Point localization data
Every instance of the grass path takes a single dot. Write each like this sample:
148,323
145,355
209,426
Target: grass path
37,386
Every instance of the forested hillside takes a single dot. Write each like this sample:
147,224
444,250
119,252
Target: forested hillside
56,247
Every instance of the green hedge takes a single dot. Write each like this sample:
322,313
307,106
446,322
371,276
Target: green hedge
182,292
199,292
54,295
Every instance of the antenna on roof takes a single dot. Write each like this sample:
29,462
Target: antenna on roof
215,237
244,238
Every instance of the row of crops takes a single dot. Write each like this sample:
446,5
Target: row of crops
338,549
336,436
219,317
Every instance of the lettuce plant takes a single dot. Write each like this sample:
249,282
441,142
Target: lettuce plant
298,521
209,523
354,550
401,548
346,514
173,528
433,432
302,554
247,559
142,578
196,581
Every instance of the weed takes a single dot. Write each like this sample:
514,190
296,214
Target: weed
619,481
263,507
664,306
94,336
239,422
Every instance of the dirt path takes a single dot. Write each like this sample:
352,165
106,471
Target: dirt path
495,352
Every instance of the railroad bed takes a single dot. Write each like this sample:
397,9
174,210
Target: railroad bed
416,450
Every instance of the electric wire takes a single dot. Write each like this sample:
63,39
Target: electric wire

- _Goal of the exercise_
The answer should be the exact lines running from the line containing "Target: dirt path" to the last line of the entries, with nothing else.

- _Solution to the problem_
Target: dirt path
495,352
Every instance of the railroad bed takes a single dot. Write each like this sample:
397,9
174,210
Target: railroad bed
416,450
Every instance of the electric wire takes a single dot. Write each like this sample:
63,39
Target: electric wire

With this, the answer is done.